- [What is expected]: The answer must consist of each line of the records below that contains the string "dome".

======== Dataset records

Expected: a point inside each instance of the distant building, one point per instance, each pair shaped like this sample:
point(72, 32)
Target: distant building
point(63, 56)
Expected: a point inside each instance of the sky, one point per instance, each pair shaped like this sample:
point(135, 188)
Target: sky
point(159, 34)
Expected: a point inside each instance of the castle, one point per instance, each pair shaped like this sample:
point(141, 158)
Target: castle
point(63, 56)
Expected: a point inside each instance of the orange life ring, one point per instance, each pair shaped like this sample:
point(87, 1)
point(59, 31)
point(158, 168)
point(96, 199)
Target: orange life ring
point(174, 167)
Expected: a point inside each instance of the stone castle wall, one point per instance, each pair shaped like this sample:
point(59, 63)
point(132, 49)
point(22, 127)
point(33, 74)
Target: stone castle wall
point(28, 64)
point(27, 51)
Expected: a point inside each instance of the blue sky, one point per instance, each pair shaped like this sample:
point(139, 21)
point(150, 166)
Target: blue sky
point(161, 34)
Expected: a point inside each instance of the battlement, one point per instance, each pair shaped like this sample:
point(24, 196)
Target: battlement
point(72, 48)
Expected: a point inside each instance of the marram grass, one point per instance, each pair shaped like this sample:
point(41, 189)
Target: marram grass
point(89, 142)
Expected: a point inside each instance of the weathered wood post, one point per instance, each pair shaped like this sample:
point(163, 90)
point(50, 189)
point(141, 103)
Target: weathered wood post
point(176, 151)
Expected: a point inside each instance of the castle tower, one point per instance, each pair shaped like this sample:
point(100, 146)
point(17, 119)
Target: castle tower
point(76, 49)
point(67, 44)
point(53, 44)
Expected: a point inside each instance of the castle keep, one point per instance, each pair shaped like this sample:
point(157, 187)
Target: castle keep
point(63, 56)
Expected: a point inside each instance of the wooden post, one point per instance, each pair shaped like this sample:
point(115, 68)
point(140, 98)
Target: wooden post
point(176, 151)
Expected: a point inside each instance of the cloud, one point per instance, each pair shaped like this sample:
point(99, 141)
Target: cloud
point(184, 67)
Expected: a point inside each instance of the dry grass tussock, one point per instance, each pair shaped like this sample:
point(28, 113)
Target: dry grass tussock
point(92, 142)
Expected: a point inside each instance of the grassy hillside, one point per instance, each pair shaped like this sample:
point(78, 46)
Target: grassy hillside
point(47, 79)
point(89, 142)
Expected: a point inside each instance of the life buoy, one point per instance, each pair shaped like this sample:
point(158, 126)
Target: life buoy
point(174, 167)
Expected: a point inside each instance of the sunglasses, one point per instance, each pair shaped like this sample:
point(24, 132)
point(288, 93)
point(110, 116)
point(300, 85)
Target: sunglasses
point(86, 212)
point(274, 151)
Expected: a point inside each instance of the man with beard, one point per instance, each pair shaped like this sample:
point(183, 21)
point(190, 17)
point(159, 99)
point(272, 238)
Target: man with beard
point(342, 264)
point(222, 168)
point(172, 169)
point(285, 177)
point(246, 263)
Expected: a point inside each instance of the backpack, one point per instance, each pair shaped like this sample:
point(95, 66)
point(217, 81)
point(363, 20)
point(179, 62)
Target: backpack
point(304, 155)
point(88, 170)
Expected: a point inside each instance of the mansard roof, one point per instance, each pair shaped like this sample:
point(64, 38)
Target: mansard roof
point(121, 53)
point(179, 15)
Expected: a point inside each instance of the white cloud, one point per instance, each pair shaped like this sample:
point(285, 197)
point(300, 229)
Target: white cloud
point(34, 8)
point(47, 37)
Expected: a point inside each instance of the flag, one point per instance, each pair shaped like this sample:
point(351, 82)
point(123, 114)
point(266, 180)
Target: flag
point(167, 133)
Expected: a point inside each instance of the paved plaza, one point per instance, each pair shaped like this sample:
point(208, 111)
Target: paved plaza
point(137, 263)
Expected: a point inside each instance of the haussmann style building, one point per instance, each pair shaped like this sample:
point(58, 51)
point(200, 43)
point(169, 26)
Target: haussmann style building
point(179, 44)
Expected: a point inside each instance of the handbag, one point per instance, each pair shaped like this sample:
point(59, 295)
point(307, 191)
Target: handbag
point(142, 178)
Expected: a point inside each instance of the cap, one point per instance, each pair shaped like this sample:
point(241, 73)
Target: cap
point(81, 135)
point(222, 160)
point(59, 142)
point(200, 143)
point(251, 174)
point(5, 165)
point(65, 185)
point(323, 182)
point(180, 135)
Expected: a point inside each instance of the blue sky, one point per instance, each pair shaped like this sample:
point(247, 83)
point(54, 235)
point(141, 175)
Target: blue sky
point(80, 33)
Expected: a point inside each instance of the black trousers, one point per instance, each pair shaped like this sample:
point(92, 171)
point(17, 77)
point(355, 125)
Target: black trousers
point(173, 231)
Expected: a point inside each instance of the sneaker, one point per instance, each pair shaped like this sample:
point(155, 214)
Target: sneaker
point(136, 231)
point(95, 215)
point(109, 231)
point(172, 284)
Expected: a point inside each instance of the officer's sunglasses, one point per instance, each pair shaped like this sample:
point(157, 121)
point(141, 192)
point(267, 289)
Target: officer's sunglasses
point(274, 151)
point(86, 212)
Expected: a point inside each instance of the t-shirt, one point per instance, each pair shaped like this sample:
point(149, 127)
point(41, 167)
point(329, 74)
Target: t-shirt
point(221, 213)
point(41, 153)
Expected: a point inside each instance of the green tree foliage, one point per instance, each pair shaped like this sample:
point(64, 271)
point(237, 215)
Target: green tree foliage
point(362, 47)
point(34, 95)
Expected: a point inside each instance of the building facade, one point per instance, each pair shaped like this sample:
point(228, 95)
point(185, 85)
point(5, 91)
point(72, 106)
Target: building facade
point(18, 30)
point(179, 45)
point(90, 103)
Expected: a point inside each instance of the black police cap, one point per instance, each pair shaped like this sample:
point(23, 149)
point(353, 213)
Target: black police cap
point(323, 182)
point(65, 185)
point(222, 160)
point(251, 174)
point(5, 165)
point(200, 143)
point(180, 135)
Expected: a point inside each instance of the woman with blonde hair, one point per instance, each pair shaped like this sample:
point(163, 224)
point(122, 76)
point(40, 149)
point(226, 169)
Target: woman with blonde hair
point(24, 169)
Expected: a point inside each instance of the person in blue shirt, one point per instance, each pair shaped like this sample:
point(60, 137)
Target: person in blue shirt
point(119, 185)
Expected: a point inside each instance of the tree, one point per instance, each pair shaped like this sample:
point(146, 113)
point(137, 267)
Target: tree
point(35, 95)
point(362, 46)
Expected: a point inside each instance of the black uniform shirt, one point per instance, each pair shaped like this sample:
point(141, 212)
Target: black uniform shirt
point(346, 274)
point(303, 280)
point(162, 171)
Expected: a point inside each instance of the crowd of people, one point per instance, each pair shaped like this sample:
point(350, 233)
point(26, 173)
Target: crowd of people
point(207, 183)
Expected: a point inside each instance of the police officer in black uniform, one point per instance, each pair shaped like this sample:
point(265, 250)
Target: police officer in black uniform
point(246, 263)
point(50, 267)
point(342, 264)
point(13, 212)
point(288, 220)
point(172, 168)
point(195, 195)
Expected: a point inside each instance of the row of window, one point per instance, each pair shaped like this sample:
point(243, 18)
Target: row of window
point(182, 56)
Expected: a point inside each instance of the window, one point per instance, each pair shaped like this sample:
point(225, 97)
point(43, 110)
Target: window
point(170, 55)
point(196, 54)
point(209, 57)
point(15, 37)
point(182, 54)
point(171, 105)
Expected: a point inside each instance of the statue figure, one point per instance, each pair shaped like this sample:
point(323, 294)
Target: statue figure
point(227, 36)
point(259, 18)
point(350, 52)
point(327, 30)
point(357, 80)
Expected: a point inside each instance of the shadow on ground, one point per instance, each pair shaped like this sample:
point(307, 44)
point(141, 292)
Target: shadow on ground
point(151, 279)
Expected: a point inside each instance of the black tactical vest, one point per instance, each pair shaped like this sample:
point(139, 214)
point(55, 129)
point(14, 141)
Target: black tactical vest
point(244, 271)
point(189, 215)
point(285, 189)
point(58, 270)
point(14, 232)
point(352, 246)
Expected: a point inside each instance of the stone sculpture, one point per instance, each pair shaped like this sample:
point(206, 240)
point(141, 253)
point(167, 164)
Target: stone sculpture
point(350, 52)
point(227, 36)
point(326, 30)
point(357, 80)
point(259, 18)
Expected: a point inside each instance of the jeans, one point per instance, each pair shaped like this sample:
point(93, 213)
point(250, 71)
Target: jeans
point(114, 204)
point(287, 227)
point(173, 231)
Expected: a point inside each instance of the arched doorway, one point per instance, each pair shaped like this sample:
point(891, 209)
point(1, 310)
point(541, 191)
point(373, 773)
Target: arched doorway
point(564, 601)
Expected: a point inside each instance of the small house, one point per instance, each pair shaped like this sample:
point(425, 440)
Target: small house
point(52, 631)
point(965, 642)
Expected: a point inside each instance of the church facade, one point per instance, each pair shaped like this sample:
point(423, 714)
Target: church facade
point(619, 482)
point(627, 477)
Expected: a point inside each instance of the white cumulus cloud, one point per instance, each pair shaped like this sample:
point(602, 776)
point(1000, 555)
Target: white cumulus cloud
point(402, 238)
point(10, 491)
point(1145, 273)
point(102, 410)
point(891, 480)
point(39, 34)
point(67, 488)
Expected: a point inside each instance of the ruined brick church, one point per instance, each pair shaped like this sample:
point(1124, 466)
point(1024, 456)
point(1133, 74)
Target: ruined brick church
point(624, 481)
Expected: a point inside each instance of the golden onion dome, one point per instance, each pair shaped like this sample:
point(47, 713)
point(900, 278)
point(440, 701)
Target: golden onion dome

================

- [The answer]:
Expected: a point inside each instance of the golden onion dome, one point per instance, each pair shaped like this sample:
Target: golden onion dome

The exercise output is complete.